** begin ROWS **

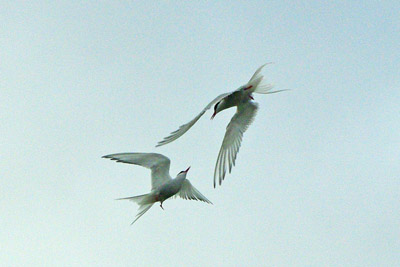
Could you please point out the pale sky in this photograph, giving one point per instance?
(316, 181)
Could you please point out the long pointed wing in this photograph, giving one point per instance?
(157, 163)
(239, 123)
(185, 127)
(188, 191)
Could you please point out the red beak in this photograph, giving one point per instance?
(212, 117)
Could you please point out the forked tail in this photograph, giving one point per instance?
(145, 202)
(258, 85)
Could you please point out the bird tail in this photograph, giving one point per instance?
(145, 202)
(257, 84)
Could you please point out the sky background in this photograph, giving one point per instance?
(316, 181)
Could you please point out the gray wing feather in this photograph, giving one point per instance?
(188, 191)
(157, 163)
(239, 123)
(185, 127)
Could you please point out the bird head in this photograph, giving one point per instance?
(218, 107)
(184, 173)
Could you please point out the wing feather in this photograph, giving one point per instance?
(239, 123)
(188, 191)
(185, 127)
(157, 163)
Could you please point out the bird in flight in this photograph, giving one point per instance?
(246, 109)
(162, 185)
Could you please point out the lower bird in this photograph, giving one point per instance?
(162, 185)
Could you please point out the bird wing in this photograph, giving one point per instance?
(157, 163)
(239, 123)
(188, 191)
(185, 127)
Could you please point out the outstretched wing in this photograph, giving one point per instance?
(239, 123)
(157, 163)
(188, 191)
(185, 127)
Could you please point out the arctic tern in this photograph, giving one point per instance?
(162, 185)
(246, 109)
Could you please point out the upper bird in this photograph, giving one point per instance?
(162, 185)
(246, 110)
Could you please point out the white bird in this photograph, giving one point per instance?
(162, 185)
(246, 110)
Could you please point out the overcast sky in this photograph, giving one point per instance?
(316, 181)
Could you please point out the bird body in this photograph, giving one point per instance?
(242, 99)
(163, 186)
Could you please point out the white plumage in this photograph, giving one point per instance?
(246, 110)
(162, 185)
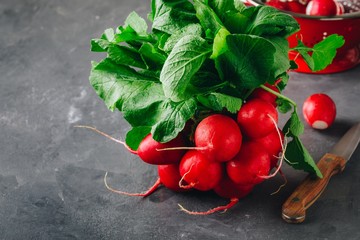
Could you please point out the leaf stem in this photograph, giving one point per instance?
(279, 95)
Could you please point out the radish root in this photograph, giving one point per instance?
(145, 194)
(189, 186)
(282, 185)
(107, 136)
(282, 155)
(224, 208)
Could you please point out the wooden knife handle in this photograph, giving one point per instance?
(294, 208)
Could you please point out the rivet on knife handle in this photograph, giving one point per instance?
(294, 208)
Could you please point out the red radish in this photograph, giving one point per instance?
(250, 165)
(261, 93)
(339, 8)
(219, 137)
(277, 4)
(322, 8)
(273, 145)
(170, 176)
(199, 172)
(228, 189)
(256, 117)
(297, 6)
(319, 111)
(149, 152)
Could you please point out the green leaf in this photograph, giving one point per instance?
(191, 29)
(281, 64)
(321, 54)
(122, 87)
(283, 106)
(271, 22)
(294, 126)
(171, 16)
(125, 56)
(249, 61)
(173, 120)
(99, 45)
(183, 62)
(153, 58)
(219, 101)
(325, 51)
(299, 158)
(137, 23)
(166, 118)
(220, 45)
(136, 135)
(208, 18)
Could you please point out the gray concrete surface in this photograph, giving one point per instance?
(51, 174)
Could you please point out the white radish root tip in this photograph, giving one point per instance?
(282, 155)
(181, 148)
(107, 136)
(145, 194)
(224, 208)
(189, 186)
(282, 185)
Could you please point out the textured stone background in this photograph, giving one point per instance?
(51, 174)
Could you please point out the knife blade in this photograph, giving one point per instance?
(333, 162)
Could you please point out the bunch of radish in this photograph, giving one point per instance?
(222, 152)
(310, 7)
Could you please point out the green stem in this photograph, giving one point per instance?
(279, 95)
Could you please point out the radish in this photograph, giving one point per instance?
(279, 4)
(322, 8)
(261, 93)
(219, 137)
(319, 111)
(149, 152)
(199, 172)
(297, 6)
(250, 165)
(255, 118)
(273, 145)
(228, 189)
(170, 176)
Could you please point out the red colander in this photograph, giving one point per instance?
(315, 28)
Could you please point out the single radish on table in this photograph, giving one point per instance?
(319, 111)
(323, 8)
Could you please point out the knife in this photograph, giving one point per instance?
(333, 162)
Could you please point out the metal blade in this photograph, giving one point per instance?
(348, 143)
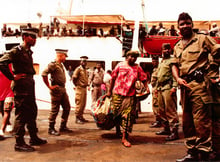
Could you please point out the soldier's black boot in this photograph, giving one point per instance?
(21, 146)
(192, 155)
(174, 135)
(52, 130)
(156, 124)
(64, 128)
(165, 131)
(35, 140)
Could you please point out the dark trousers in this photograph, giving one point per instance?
(62, 100)
(25, 114)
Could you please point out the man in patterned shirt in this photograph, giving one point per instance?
(122, 86)
(57, 92)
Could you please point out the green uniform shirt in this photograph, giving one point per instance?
(165, 79)
(195, 55)
(154, 78)
(21, 59)
(81, 75)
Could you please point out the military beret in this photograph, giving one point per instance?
(156, 58)
(62, 51)
(31, 31)
(84, 58)
(132, 53)
(9, 46)
(166, 46)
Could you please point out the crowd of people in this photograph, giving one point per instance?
(63, 30)
(194, 68)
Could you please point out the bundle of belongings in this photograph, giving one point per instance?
(102, 113)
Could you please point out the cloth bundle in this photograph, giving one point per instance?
(102, 113)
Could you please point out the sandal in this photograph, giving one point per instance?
(125, 143)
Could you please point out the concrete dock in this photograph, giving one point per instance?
(87, 143)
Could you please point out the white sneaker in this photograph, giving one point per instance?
(8, 128)
(1, 133)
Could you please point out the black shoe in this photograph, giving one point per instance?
(163, 132)
(156, 124)
(84, 120)
(2, 137)
(172, 137)
(37, 141)
(53, 132)
(188, 157)
(66, 130)
(24, 148)
(78, 121)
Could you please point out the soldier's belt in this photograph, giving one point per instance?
(163, 83)
(197, 75)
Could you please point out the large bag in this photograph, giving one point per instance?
(142, 91)
(102, 113)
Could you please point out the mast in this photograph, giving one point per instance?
(136, 30)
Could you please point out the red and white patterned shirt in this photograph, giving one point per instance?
(125, 77)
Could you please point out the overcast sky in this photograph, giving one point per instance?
(155, 10)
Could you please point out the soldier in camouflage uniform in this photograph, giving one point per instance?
(23, 86)
(155, 106)
(57, 92)
(190, 70)
(80, 80)
(166, 91)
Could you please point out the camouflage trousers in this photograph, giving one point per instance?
(197, 121)
(124, 111)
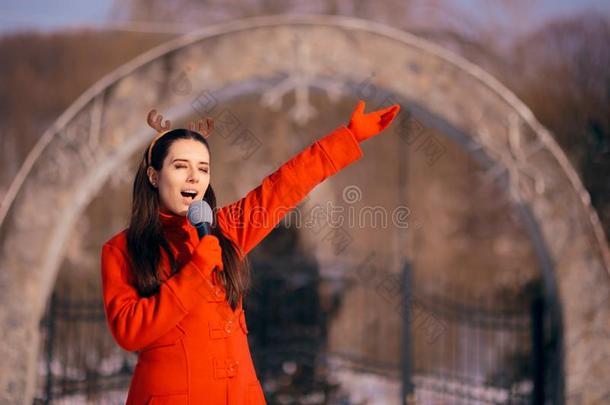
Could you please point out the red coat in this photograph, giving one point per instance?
(192, 348)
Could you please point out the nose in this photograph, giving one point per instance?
(193, 176)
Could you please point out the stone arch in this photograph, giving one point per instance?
(77, 153)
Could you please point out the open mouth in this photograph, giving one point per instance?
(189, 194)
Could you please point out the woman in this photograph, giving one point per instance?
(176, 299)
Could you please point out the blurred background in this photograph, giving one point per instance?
(476, 318)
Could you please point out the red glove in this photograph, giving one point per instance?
(208, 254)
(364, 126)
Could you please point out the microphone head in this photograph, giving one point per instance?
(200, 212)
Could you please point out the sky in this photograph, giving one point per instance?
(48, 15)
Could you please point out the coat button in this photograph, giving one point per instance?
(228, 326)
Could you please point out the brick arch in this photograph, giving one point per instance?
(104, 126)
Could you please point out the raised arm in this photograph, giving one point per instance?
(248, 220)
(137, 322)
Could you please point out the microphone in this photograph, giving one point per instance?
(201, 217)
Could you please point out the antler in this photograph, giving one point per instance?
(154, 120)
(200, 128)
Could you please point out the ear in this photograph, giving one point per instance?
(153, 176)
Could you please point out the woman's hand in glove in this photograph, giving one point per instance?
(365, 126)
(208, 254)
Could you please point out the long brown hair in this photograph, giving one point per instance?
(145, 235)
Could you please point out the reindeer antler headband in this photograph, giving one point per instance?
(155, 121)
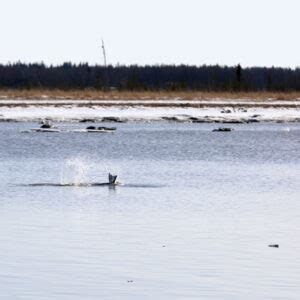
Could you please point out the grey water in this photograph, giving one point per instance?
(192, 219)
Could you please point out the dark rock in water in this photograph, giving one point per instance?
(107, 128)
(253, 121)
(200, 121)
(223, 129)
(46, 126)
(274, 246)
(233, 122)
(87, 121)
(112, 119)
(173, 119)
(226, 111)
(193, 119)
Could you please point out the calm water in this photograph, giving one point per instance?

** end ROWS **

EXERCISE OBJECTIVE
Write out an exact copy of the lines beginning at the line that contains "Could you please point out the microphone in" and ending at the last line of the listing. Exclude pictures.

RESULT OF THIS TASK
Could you please point out the microphone in this photograph, giving one point per instance?
(201, 217)
Could you please point out the antler in this photograph, giving one point per instance?
(154, 120)
(200, 128)
Could you please point out the ear in this photograph, giving one point per instance?
(153, 176)
Could you please point out the woman's hand in glove in this photograph, giving one point per instance?
(365, 126)
(208, 254)
Could you please point out the long brown hair in this photograph, giving one point per instance?
(145, 235)
Could you please point out the reindeer antler headband in this photograph, giving one point per instance?
(155, 121)
Could you please point out the grey water in this photograph, giving one point per instance?
(192, 219)
Could you please point out the dark rock in water in this photograph, giving one point per instance?
(107, 128)
(253, 121)
(200, 121)
(223, 129)
(46, 126)
(274, 246)
(233, 122)
(87, 121)
(112, 119)
(173, 119)
(226, 111)
(193, 119)
Could you please point out the calm water in this photograph, giving one point per instance?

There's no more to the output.